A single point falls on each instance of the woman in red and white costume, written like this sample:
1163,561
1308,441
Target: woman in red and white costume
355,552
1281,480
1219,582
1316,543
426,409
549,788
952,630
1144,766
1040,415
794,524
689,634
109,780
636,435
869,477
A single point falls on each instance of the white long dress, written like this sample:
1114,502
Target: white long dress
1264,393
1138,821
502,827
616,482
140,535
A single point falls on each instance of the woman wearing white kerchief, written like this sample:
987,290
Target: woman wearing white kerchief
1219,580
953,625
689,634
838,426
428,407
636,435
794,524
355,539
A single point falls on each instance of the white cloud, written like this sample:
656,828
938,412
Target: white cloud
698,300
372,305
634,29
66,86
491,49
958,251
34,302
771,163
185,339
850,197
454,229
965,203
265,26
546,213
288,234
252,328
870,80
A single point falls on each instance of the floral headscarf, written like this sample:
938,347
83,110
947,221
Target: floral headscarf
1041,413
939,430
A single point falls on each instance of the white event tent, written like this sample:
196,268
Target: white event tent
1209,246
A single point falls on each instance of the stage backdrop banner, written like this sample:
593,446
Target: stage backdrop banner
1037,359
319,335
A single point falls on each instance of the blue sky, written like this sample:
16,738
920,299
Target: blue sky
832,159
|---|
» GOAL: Give exactly the lines from the one with "A single point falls on each instance of the white long" to the end of the entries, nothing before them.

» REPLY TO THE EXERCISE:
A single point falls on each instance of the white long dress, written like this sample:
1114,502
Target: white long dress
1264,393
1138,821
502,827
616,482
140,535
A single point falls on each instance of the woman wearing white kerchief, written like this sample:
987,290
Target: woman wearing white kerchief
1219,580
953,625
689,634
838,426
428,407
636,435
794,524
355,539
A single point falls on each instance of the white cloud, written like this sample:
656,828
938,412
Target: white cloud
698,300
372,305
634,29
66,86
491,49
958,251
34,302
771,163
185,339
850,197
454,229
965,203
265,26
546,213
288,234
252,328
870,80
A single point falls on each instance of the floral headscarf, written like this sample:
938,347
83,110
947,221
Target: floral headscarf
1041,413
939,430
A single point falls on each instance of the white event tent, written like this sample:
196,268
Target: white event tent
1209,246
A single point falls on each instance of the stage backdrop banner, written like this sample:
593,446
Target: stage backdrop banner
1037,359
319,335
A single point falls on each instance of the blue sky, written like this sample:
16,738
920,299
Target: blue sky
832,159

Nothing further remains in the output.